■ **What the task requires**
Write out the data below exactly, beginning with the first line and ending once the line that has "564L436 860L470 660L422" is written.

(Beginning of Records shown)

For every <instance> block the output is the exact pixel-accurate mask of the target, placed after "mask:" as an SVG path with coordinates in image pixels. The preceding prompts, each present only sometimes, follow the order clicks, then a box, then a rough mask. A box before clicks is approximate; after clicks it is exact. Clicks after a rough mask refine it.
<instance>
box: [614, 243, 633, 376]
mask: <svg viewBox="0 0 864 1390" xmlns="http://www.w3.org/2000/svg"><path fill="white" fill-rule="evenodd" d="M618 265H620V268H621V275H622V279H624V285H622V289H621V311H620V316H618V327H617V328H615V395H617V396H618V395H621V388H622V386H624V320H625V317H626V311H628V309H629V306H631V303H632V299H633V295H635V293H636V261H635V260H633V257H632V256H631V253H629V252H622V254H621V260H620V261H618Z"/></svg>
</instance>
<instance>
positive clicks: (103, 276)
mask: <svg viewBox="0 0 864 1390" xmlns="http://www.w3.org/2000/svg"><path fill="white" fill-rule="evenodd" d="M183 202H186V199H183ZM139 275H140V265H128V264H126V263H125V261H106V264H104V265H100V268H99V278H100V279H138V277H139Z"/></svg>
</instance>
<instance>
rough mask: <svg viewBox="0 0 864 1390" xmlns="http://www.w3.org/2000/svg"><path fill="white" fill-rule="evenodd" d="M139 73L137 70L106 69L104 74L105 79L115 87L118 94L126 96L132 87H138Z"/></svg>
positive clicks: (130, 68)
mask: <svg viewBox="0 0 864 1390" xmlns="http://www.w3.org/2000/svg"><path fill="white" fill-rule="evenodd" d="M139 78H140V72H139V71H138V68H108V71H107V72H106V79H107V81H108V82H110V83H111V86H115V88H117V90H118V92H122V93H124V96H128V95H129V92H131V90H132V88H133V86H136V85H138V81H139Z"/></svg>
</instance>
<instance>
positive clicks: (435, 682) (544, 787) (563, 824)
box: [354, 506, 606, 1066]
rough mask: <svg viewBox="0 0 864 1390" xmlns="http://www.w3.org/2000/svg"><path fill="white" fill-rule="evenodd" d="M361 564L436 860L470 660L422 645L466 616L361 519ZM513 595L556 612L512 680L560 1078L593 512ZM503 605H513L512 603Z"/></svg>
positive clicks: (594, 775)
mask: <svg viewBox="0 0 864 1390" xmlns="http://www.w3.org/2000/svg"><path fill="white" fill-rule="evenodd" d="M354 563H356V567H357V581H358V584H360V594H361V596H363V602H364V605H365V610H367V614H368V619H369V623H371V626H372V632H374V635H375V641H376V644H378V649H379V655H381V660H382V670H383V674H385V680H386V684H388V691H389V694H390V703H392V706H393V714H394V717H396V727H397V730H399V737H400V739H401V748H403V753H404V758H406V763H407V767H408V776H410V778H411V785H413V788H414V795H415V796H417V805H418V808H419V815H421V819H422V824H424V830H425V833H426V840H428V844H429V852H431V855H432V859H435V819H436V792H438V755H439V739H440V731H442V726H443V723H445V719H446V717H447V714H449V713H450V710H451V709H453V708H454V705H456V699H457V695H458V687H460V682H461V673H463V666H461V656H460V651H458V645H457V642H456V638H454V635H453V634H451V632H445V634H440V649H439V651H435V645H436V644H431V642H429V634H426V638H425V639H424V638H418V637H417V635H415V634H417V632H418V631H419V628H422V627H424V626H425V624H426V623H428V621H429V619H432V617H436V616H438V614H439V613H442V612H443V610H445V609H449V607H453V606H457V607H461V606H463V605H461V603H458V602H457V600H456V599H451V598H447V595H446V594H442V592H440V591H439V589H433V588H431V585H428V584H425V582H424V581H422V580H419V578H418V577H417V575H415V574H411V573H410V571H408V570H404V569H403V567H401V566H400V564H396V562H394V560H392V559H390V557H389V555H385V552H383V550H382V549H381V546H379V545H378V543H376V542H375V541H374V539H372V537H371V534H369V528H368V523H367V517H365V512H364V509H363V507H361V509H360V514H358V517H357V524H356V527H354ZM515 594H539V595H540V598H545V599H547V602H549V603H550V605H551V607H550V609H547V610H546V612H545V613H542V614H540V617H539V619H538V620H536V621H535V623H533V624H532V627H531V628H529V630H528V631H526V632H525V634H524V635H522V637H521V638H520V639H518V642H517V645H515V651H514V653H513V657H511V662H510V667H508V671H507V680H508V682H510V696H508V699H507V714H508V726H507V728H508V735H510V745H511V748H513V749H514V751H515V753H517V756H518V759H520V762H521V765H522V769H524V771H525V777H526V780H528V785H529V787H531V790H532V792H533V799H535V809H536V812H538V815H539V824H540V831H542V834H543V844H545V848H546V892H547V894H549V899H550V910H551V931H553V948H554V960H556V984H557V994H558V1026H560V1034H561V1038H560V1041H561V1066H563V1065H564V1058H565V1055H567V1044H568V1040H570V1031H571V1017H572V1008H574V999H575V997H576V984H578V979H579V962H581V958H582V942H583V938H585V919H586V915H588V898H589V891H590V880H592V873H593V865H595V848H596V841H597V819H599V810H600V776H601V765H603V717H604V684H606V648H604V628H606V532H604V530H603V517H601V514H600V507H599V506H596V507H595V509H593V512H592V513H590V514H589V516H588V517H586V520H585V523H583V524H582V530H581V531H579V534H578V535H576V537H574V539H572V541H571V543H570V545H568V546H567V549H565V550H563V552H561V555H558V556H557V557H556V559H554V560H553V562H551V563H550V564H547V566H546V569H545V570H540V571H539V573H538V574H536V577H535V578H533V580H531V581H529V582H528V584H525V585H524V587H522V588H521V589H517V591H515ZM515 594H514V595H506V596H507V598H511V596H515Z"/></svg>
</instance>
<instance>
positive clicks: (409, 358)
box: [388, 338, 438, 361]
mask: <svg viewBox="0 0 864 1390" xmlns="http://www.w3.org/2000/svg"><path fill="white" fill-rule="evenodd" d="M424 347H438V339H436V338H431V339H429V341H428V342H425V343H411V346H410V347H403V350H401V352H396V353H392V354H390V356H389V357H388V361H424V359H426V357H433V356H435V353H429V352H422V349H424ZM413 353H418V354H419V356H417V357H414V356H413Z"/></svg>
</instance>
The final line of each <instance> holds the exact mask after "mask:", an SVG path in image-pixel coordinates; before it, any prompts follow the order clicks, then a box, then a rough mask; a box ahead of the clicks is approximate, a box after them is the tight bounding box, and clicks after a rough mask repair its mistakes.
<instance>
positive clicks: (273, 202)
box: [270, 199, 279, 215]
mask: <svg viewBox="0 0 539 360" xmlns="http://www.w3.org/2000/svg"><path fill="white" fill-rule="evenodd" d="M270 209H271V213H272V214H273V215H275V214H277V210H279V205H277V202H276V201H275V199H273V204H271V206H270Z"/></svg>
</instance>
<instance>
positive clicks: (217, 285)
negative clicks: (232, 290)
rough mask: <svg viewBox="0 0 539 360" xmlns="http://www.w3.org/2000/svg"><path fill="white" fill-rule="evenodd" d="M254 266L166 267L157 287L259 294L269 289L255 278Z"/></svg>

(End of Records shown)

■ **Your solution**
For every <instance> block the output is the exact pixel-accurate mask of the target, placed after "mask:" as an SVG path with coordinates in image pixels. The preceding prompts, each present only sometimes, follow the order clicks, then a box, then a rough mask. A box before clicks is approximate; after clicks it is exact. Clicks after a rough mask refine it.
<instance>
box: [614, 243, 633, 376]
mask: <svg viewBox="0 0 864 1390" xmlns="http://www.w3.org/2000/svg"><path fill="white" fill-rule="evenodd" d="M618 265H620V268H621V275H622V279H624V285H622V289H621V311H620V316H618V327H617V328H615V395H617V396H618V395H621V388H622V386H624V320H625V317H626V311H628V309H629V306H631V303H632V299H633V295H635V293H636V261H635V260H633V257H632V256H631V253H629V252H622V254H621V260H620V261H618Z"/></svg>
</instance>
<instance>
positive clicks: (103, 276)
mask: <svg viewBox="0 0 864 1390" xmlns="http://www.w3.org/2000/svg"><path fill="white" fill-rule="evenodd" d="M183 202H186V199H183ZM139 275H140V265H128V264H126V263H125V261H106V264H104V265H100V268H99V278H100V279H138V277H139Z"/></svg>
</instance>
<instance>
rough mask: <svg viewBox="0 0 864 1390" xmlns="http://www.w3.org/2000/svg"><path fill="white" fill-rule="evenodd" d="M139 73L137 70L106 69L104 74L105 79L115 87L118 94L126 96L132 87H138Z"/></svg>
positive clicks: (130, 68)
mask: <svg viewBox="0 0 864 1390" xmlns="http://www.w3.org/2000/svg"><path fill="white" fill-rule="evenodd" d="M139 78H140V72H139V71H138V68H108V71H107V72H106V79H107V81H108V82H110V83H111V86H115V88H117V90H118V92H122V93H124V96H128V95H129V92H131V90H132V88H133V86H136V85H138V81H139Z"/></svg>
</instance>
<instance>
positive clicks: (435, 682) (544, 787) (563, 824)
box: [354, 506, 606, 1066]
rough mask: <svg viewBox="0 0 864 1390" xmlns="http://www.w3.org/2000/svg"><path fill="white" fill-rule="evenodd" d="M361 564L436 860L470 660L422 645L466 616L361 519ZM513 595L556 612L512 680L560 1078L593 512ZM503 605H513L512 603Z"/></svg>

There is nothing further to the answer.